Work to complete –
(A) List the header field names in the x86emul patch reply below, from the sender line through the line naming the message it replies to.
(B) Extend the x86emul patch reply below, starting after its last line.

Excerpt to read –
• • • • •

Re: [PATCH 01/17] x86emul: split instruction decoding from execution

From: "Jan Beulich" <JBeulich@suse.com>
To: Andrew Cooper <andrew.cooper3@citrix.com>
Cc: xen-devel <xen-devel@lists.xenproject.org>
Subject: Re: [PATCH 01/17] x86emul: split instruction decoding from execution
Date: Mon, 12 Sep 2016 01:20:37 -0600	[thread overview]
Message-ID: <57D67365020000780010DD9B@prv-mh.provo.novell.com> (raw)
In-Reply-To: <d29726dc-0b7e-3a76-1369-cbc3c29e5641@citrix.com>

>>> On 09.09.16 at 20:35, <andrew.cooper3@citrix.com> wrote:
> On 08/09/16 14:04, Jan Beulich wrote:
>> @@ -607,7 +609,7 @@ do{ asm volatile (
>>  })
>>  #define truncate_ea(ea) truncate_word((ea), ad_bytes)
>>  
>> -#define mode_64bit() (def_ad_bytes == 8)
>> +#define mode_64bit() (ctxt->addr_size == 64)
>>  
>>  #define fail_if(p)                                      \
>>  do {                                                    \
>> @@ -1558,32 +1560,63 @@ int x86emul_unhandleable_rw(
>>      return X86EMUL_UNHANDLEABLE;
>>  }
>>  
>> -int
>> -x86_emulate(
>> -    struct x86_emulate_ctxt *ctxt,
>> -    const struct x86_emulate_ops  *ops)
>> -{
>> -    /* Shadow copy of register state. Committed on successful emulation. */
>> -    struct cpu_user_regs _regs = *ctxt->regs;
>> +struct x86_emulate_state {
>> +    unsigned int op_bytes, ad_bytes;
>> +
>> +    enum { ext_none, ext_0f, ext_0f38 } ext;
>> +    uint8_t opcode;
>> +    uint8_t modrm, modrm_mod, modrm_reg, modrm_rm;
>> +    uint8_t rex_prefix;
>> +    bool lock_prefix;
>> +    opcode_desc_t desc;
>> +    union vex vex;
>> +    int override_seg;
>>  
>> -    uint8_t b, d, sib, sib_index, sib_base, rex_prefix = 0;
>> -    uint8_t modrm = 0, modrm_mod = 0, modrm_reg = 0, modrm_rm = 0;
>> -    enum { ext_none, ext_0f, ext_0f38 } ext = ext_none;
>> -    union vex vex = {};
>> -    unsigned int op_bytes, def_op_bytes, ad_bytes, def_ad_bytes;
>> -    bool_t lock_prefix = 0;
>> -    int override_seg = -1, rc = X86EMUL_OKAY;
>> -    struct operand src = { .reg = REG_POISON };
>> -    struct operand dst = { .reg = REG_POISON };
>> -    enum x86_swint_type swint_type;
>> -    struct x86_emulate_stub stub = {};
>> -    DECLARE_ALIGNED(mmval_t, mmval);
>>      /*
>>       * Data operand effective address (usually computed from ModRM).

• • • • •

Listed records –
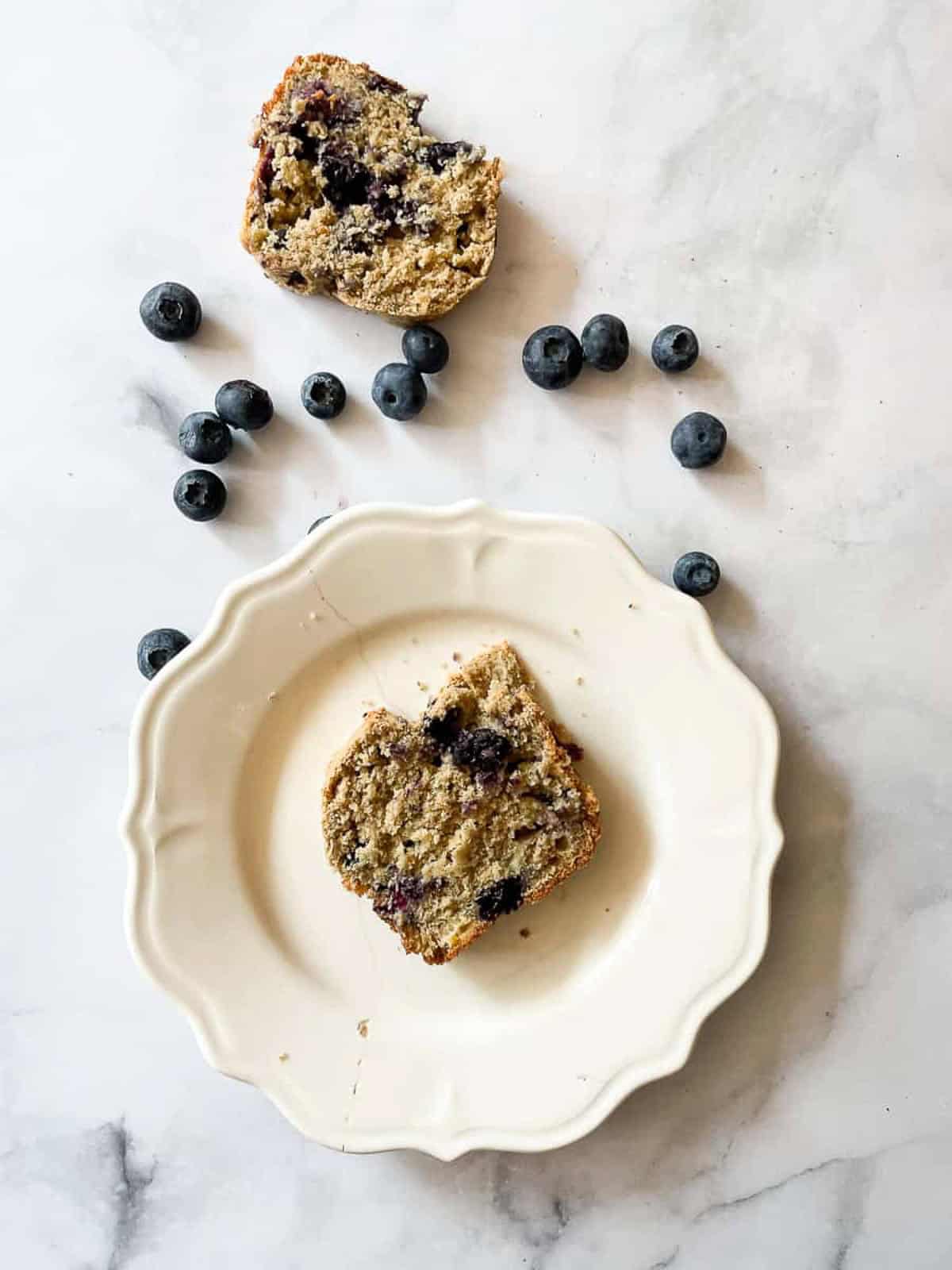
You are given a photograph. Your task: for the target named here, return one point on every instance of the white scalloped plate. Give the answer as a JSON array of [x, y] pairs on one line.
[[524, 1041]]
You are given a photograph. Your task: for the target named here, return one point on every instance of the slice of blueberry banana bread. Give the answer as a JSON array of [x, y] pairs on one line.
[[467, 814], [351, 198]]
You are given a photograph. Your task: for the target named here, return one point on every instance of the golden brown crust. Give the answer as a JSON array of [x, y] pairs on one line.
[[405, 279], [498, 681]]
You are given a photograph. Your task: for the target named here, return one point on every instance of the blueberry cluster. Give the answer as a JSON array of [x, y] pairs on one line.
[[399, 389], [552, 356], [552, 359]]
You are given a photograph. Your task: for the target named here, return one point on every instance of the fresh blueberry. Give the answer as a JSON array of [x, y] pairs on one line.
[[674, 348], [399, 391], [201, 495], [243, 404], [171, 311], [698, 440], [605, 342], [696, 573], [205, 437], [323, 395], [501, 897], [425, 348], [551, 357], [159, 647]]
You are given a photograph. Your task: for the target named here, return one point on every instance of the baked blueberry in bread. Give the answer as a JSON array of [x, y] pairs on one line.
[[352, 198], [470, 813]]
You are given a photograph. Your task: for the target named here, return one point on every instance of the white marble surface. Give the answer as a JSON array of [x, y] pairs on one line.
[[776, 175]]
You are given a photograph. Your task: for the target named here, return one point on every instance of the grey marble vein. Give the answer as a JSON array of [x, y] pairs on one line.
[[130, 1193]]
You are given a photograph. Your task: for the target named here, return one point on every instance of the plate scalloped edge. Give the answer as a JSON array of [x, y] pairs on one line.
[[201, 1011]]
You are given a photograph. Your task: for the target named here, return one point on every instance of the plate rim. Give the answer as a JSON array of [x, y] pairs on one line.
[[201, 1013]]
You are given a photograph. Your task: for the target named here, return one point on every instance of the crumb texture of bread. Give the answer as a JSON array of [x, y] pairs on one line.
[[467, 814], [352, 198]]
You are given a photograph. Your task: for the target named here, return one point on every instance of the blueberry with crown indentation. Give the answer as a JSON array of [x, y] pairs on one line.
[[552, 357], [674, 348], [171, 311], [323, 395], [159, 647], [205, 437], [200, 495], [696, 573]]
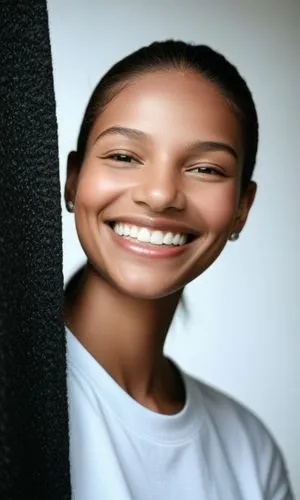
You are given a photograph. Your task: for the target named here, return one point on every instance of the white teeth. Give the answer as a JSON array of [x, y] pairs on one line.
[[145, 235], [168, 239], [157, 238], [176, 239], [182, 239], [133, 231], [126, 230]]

• • • • •

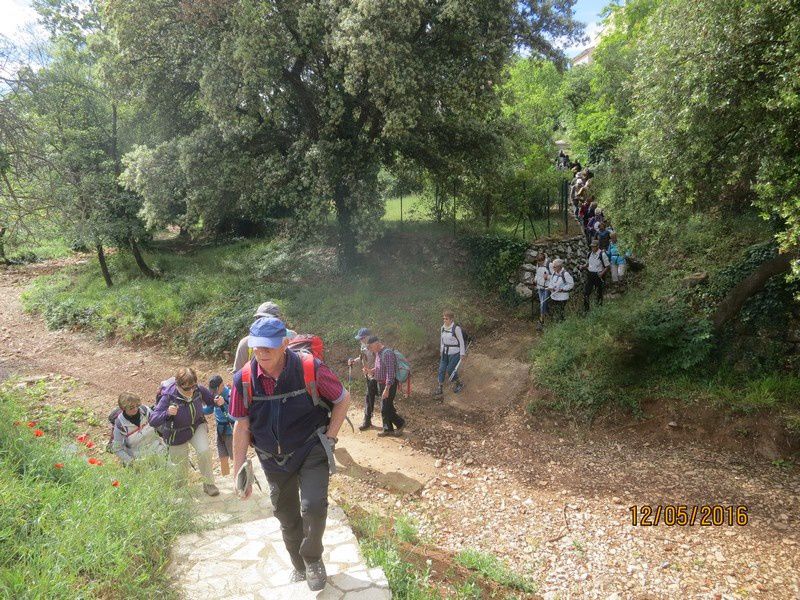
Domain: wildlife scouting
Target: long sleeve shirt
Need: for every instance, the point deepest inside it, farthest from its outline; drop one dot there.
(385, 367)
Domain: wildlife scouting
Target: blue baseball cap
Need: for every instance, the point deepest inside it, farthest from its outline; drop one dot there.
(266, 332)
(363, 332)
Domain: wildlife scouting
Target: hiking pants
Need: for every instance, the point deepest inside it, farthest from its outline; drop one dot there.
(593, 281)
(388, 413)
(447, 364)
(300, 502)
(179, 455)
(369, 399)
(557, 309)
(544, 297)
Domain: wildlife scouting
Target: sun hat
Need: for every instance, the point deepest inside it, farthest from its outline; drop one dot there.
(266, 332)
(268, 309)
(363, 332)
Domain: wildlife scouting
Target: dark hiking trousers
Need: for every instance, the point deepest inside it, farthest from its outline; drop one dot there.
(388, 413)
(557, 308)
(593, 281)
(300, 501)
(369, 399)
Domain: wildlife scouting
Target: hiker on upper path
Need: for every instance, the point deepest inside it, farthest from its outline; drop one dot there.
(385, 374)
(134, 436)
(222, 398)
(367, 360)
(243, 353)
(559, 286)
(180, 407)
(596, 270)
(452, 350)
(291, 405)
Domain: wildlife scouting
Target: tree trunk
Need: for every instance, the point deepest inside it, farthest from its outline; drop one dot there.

• • • • •

Answers per task –
(A) From, To, Cc, Subject, Date, Message-ID, In-Reply-To

(B)
>>       * Default is a memory operand relative to segment DS.
>>       */
>> -    struct operand ea = { .type = OP_MEM, .reg = REG_POISON };
>> -    ea.mem.seg = x86_seg_ds; /* gcc may reject anon union initializer */
>> +    struct operand ea;
>> +
>> +    /* Immediate operand values, if any. Use otherwise unused fields. */
>> +#define imm1 ea.val
>> +#define imm2 ea.orig_val
> 
> Some instructions (e.g. bextr) have both immediate and memory operands. 
> Reusing ea like this is unsafe.

I disagree: Both fields have never been used for anything, and it was
more than once that I had thought about how to eliminate them from
ea without eliminating them from src and dst. Until finally I found a use
for them here.

> Immediate data was previously stashed in src, separately from ea.  In
> the light of the XSA-123 problems, I think it would be better to just
> have "uint64_t imm1, imm2;" here.

The XSA-123 problem was completely different, and I specifically took
this into consideration. We're not aliasing scalars and pointers here,
so there's no risk of causing a new security issue. Just to repeat -
these two fields have been completely unused so far.

>> +
>> +    /* Shadow copy of register state. Committed on successful emulation. */
>> +    struct cpu_user_regs regs;
>> +};
>> +
>> +/* Helper definitions. */
>> +#define op_bytes (state->op_bytes)
>> +#define ad_bytes (state->ad_bytes)
>> +#define ext (state->ext)
>> +#define modrm (state->modrm)
>> +#define modrm_mod (state->modrm_mod)
>> +#define modrm_reg (state->modrm_reg)
>> +#define modrm_rm (state->modrm_rm)
>> +#define rex_prefix (state->rex_prefix)
>> +#define lock_prefix (state->lock_prefix)
>> +#define vex (state->vex)
>> +#define override_seg (state->override_seg)
>> +#define ea (state->ea)
>> +#define _regs (state->regs)
>> +
>> +static int
>> +x86_decode(
>> +    struct x86_emulate_state *state,
>> +    struct x86_emulate_ctxt *ctxt,
>> +    const struct x86_emulate_ops  *ops)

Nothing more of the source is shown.